**WORK TO BE COMPLETED**
Only the lines from the one containing "Would you be able to pin the child's eye" through the final line below belong in the output, copied exactly and without pictures.

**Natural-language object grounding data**
.....
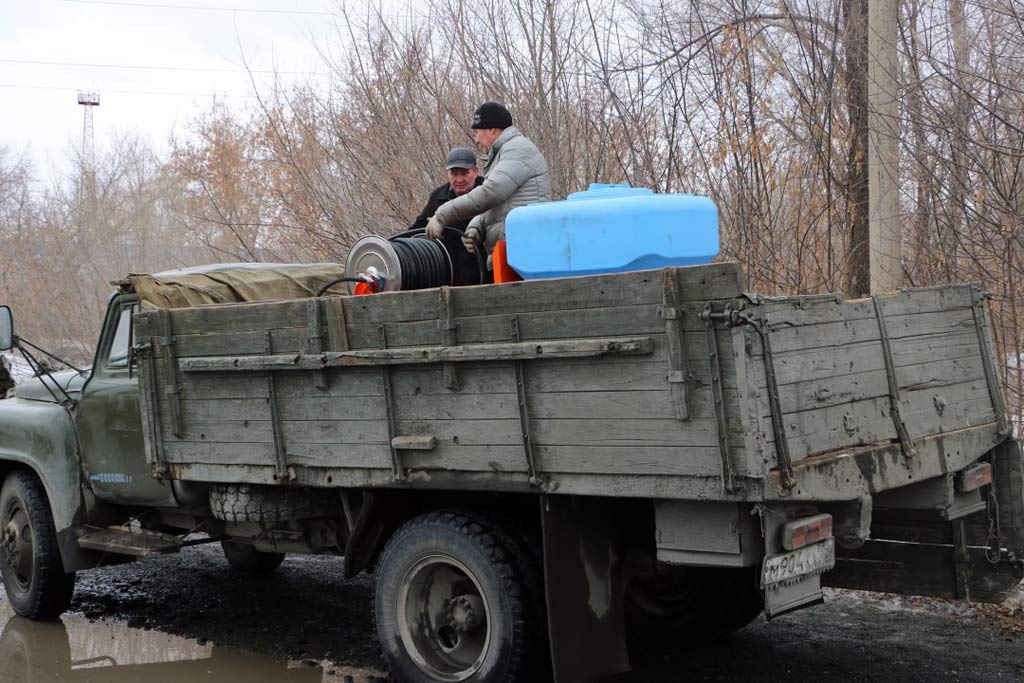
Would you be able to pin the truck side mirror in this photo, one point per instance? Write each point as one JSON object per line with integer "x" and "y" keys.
{"x": 6, "y": 329}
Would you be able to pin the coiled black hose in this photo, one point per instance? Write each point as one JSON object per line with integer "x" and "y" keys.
{"x": 338, "y": 281}
{"x": 425, "y": 263}
{"x": 478, "y": 251}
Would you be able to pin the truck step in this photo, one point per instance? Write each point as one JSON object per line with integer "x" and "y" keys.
{"x": 135, "y": 542}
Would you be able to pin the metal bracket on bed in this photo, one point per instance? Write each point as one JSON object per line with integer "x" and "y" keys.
{"x": 718, "y": 397}
{"x": 906, "y": 443}
{"x": 314, "y": 338}
{"x": 389, "y": 413}
{"x": 679, "y": 375}
{"x": 171, "y": 386}
{"x": 760, "y": 326}
{"x": 520, "y": 389}
{"x": 450, "y": 337}
{"x": 985, "y": 346}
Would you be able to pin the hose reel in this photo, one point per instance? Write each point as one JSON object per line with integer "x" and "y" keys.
{"x": 409, "y": 260}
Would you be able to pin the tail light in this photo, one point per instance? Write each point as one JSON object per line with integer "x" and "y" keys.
{"x": 806, "y": 530}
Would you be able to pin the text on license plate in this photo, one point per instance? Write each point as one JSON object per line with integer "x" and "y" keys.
{"x": 814, "y": 558}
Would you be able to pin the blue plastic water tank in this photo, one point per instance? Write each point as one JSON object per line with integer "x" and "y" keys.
{"x": 610, "y": 228}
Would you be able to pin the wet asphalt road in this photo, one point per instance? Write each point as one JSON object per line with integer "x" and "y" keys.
{"x": 307, "y": 612}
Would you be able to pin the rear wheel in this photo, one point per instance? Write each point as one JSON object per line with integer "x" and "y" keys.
{"x": 34, "y": 577}
{"x": 246, "y": 559}
{"x": 458, "y": 600}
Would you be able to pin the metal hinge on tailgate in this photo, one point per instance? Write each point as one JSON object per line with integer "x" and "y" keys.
{"x": 760, "y": 326}
{"x": 987, "y": 354}
{"x": 906, "y": 443}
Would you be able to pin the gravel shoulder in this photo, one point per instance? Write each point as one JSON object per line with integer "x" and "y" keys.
{"x": 307, "y": 611}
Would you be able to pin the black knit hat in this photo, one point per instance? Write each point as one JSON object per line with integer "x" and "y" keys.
{"x": 492, "y": 115}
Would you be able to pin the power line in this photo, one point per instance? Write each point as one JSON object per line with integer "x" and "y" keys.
{"x": 18, "y": 86}
{"x": 252, "y": 10}
{"x": 160, "y": 68}
{"x": 160, "y": 5}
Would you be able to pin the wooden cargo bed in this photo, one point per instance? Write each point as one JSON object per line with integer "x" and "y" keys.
{"x": 613, "y": 385}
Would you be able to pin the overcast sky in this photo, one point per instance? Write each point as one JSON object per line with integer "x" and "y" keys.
{"x": 155, "y": 62}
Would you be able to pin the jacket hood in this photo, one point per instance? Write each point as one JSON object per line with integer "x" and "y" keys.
{"x": 34, "y": 389}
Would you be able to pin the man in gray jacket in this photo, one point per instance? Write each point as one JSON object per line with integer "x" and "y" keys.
{"x": 515, "y": 172}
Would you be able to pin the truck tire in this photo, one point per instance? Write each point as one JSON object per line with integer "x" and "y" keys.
{"x": 692, "y": 603}
{"x": 34, "y": 578}
{"x": 246, "y": 559}
{"x": 457, "y": 599}
{"x": 269, "y": 505}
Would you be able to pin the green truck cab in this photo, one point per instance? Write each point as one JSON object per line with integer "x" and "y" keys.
{"x": 541, "y": 474}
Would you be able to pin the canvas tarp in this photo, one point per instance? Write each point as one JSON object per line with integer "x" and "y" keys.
{"x": 233, "y": 284}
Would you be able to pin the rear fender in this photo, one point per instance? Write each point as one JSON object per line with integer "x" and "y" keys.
{"x": 40, "y": 436}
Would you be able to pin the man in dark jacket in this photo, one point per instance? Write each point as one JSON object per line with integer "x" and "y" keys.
{"x": 463, "y": 176}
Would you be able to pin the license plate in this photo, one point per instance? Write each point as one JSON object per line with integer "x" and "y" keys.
{"x": 813, "y": 559}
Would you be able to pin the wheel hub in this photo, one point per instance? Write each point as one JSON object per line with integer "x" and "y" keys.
{"x": 16, "y": 546}
{"x": 466, "y": 612}
{"x": 443, "y": 619}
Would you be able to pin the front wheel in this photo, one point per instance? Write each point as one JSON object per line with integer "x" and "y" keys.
{"x": 457, "y": 600}
{"x": 34, "y": 575}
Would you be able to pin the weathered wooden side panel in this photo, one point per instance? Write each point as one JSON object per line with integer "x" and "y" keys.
{"x": 678, "y": 417}
{"x": 833, "y": 376}
{"x": 613, "y": 417}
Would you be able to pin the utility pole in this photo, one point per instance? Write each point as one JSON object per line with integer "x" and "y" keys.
{"x": 885, "y": 233}
{"x": 88, "y": 100}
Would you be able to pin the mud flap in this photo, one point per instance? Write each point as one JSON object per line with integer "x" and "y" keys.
{"x": 584, "y": 545}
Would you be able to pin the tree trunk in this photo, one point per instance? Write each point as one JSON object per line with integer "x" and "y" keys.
{"x": 855, "y": 41}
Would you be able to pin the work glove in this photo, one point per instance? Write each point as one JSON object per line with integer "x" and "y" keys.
{"x": 470, "y": 237}
{"x": 434, "y": 228}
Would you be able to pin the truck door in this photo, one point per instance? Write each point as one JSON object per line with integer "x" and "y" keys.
{"x": 110, "y": 420}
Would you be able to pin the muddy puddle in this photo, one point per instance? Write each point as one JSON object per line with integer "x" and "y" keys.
{"x": 81, "y": 651}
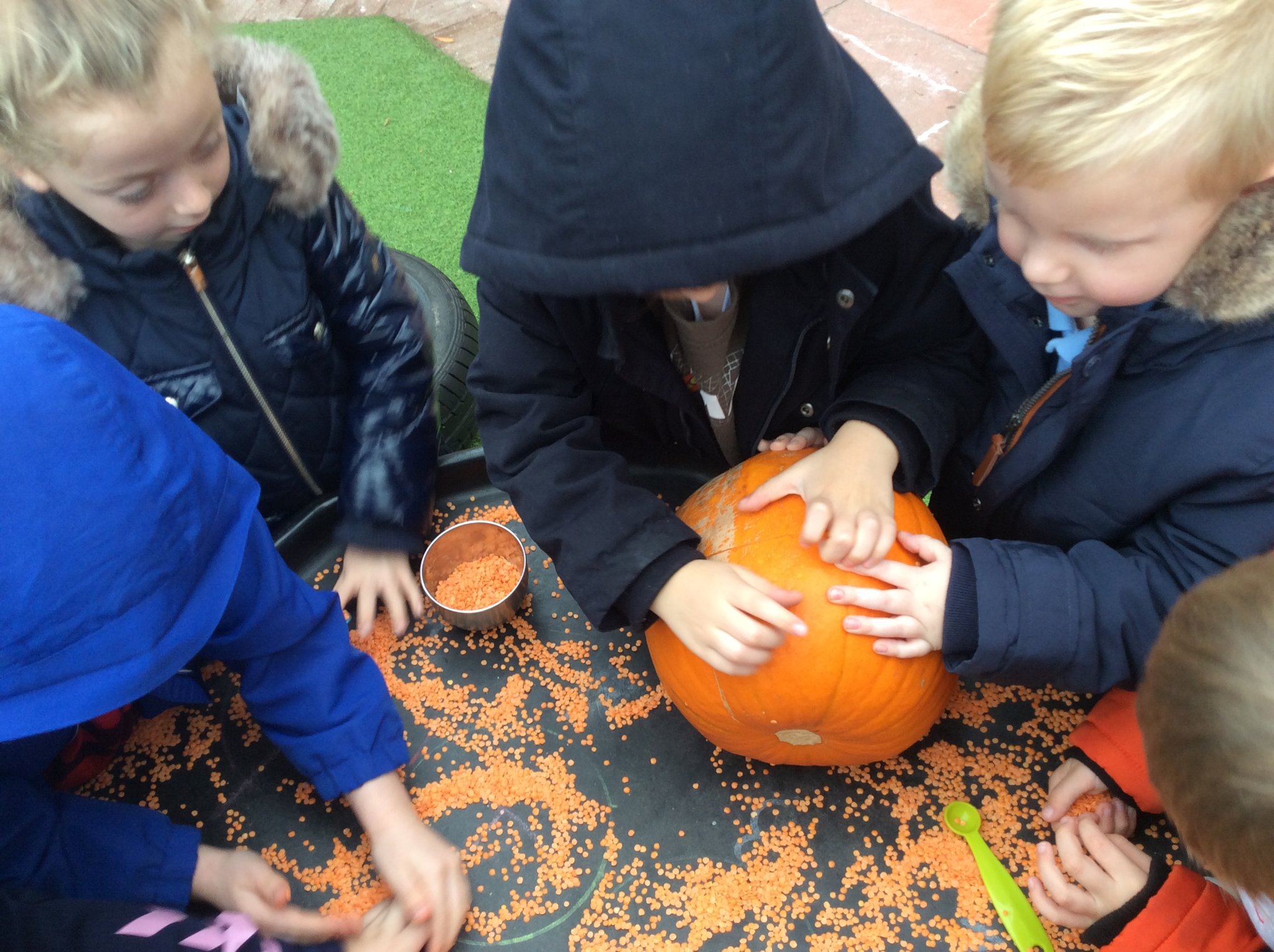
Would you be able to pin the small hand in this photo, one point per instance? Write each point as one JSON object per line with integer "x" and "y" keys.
{"x": 1110, "y": 870}
{"x": 803, "y": 437}
{"x": 368, "y": 575}
{"x": 847, "y": 487}
{"x": 239, "y": 881}
{"x": 1074, "y": 779}
{"x": 916, "y": 602}
{"x": 388, "y": 930}
{"x": 728, "y": 616}
{"x": 426, "y": 876}
{"x": 422, "y": 869}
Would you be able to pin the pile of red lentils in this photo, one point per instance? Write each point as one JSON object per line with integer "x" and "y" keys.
{"x": 852, "y": 858}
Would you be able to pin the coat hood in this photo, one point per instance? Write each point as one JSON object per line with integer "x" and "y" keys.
{"x": 292, "y": 146}
{"x": 632, "y": 147}
{"x": 1230, "y": 278}
{"x": 124, "y": 531}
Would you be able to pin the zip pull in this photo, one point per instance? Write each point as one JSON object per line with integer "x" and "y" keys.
{"x": 190, "y": 264}
{"x": 993, "y": 455}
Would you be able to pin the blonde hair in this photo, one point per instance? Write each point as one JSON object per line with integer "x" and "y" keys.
{"x": 55, "y": 51}
{"x": 1207, "y": 716}
{"x": 1100, "y": 85}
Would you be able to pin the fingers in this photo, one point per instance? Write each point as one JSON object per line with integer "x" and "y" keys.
{"x": 302, "y": 926}
{"x": 1055, "y": 896}
{"x": 803, "y": 437}
{"x": 411, "y": 584}
{"x": 903, "y": 648}
{"x": 1050, "y": 910}
{"x": 346, "y": 589}
{"x": 814, "y": 526}
{"x": 1105, "y": 849}
{"x": 1074, "y": 856}
{"x": 786, "y": 598}
{"x": 1071, "y": 782}
{"x": 366, "y": 614}
{"x": 774, "y": 488}
{"x": 895, "y": 602}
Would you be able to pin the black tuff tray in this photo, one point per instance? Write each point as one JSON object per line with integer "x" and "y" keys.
{"x": 593, "y": 816}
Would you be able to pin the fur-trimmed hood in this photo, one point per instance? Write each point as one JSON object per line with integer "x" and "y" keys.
{"x": 1230, "y": 278}
{"x": 292, "y": 143}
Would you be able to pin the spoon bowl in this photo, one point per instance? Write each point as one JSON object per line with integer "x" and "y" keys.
{"x": 962, "y": 818}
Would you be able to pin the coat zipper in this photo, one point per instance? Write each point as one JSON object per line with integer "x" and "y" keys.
{"x": 190, "y": 264}
{"x": 791, "y": 378}
{"x": 1005, "y": 441}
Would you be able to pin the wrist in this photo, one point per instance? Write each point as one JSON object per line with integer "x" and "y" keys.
{"x": 381, "y": 805}
{"x": 208, "y": 874}
{"x": 865, "y": 446}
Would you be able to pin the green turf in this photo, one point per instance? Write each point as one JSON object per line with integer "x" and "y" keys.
{"x": 411, "y": 125}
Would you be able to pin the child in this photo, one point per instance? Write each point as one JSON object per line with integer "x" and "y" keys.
{"x": 190, "y": 226}
{"x": 694, "y": 232}
{"x": 1125, "y": 279}
{"x": 131, "y": 548}
{"x": 31, "y": 923}
{"x": 1207, "y": 721}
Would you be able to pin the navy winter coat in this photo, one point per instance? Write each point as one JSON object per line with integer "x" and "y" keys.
{"x": 327, "y": 328}
{"x": 130, "y": 546}
{"x": 640, "y": 147}
{"x": 1150, "y": 469}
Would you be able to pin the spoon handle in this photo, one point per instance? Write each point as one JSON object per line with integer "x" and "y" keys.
{"x": 1011, "y": 904}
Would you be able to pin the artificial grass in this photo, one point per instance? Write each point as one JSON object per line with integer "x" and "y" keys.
{"x": 411, "y": 123}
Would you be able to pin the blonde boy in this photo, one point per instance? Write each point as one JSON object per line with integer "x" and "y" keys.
{"x": 1119, "y": 154}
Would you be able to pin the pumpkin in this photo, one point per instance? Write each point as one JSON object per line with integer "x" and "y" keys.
{"x": 826, "y": 699}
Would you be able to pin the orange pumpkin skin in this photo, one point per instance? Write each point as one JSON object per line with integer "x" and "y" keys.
{"x": 825, "y": 699}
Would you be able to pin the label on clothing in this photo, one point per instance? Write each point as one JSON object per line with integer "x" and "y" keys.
{"x": 1260, "y": 910}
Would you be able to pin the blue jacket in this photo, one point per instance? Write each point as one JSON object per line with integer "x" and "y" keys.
{"x": 328, "y": 329}
{"x": 632, "y": 148}
{"x": 130, "y": 546}
{"x": 1150, "y": 469}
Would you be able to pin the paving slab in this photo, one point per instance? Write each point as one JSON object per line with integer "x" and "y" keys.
{"x": 967, "y": 22}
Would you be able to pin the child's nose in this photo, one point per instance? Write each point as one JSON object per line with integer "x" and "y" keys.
{"x": 193, "y": 199}
{"x": 1041, "y": 266}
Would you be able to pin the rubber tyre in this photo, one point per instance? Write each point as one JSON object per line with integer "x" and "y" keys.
{"x": 454, "y": 337}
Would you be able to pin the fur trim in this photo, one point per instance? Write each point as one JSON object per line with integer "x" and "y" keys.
{"x": 34, "y": 277}
{"x": 292, "y": 142}
{"x": 965, "y": 160}
{"x": 294, "y": 136}
{"x": 1231, "y": 276}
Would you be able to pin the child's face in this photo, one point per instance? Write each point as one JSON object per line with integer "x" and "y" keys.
{"x": 1091, "y": 241}
{"x": 146, "y": 171}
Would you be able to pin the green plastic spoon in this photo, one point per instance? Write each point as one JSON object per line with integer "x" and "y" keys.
{"x": 1011, "y": 904}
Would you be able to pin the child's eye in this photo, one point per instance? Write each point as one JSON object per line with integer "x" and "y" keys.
{"x": 136, "y": 197}
{"x": 1097, "y": 246}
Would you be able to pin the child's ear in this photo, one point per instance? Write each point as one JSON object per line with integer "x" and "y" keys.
{"x": 26, "y": 175}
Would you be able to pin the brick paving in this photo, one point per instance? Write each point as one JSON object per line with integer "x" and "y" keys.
{"x": 924, "y": 54}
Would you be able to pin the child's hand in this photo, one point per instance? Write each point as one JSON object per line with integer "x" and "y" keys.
{"x": 847, "y": 487}
{"x": 1074, "y": 779}
{"x": 368, "y": 575}
{"x": 1110, "y": 870}
{"x": 239, "y": 881}
{"x": 386, "y": 930}
{"x": 422, "y": 869}
{"x": 728, "y": 616}
{"x": 918, "y": 600}
{"x": 803, "y": 437}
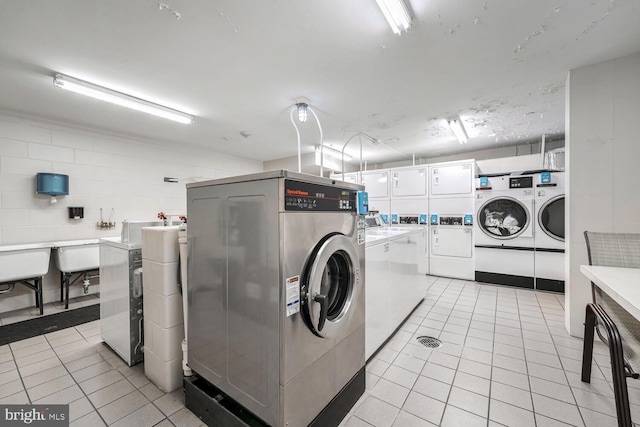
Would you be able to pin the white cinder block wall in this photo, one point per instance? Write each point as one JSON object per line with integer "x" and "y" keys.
{"x": 105, "y": 171}
{"x": 603, "y": 154}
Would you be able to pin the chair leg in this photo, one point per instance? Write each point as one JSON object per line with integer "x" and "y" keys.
.....
**REPLY TO THE TASK**
Would you be able to pin the child's eye in this photo, one point per instance? Write each point as one JSON object per line with integer "x" and "y" keys.
{"x": 136, "y": 197}
{"x": 1097, "y": 246}
Would you be able to pin the child's ear in this photo, one point per instance? Write each point as one JSON object per line with integer "x" and "y" keys.
{"x": 26, "y": 175}
Would you be able to pin the brick paving in this photo, one point per instance? Write each point as one JSON object per line with integer "x" and "y" keys.
{"x": 924, "y": 54}
Would you be able to pin the child's hand in this photo, one point per instance? Write each point as one JSON object per line with integer "x" and "y" keys.
{"x": 847, "y": 487}
{"x": 1074, "y": 779}
{"x": 368, "y": 575}
{"x": 1110, "y": 870}
{"x": 239, "y": 881}
{"x": 386, "y": 930}
{"x": 422, "y": 869}
{"x": 728, "y": 616}
{"x": 918, "y": 600}
{"x": 803, "y": 437}
Would you be able to pin the white cinder block wall in this photo, one point per instance? Write each point as one JSON object per line with integer "x" and "y" keys.
{"x": 105, "y": 171}
{"x": 603, "y": 154}
Would you be able to pin the chair leg in this photo, one point per instance? Write each point as one JSON object per line with integer "x" and "y" keys.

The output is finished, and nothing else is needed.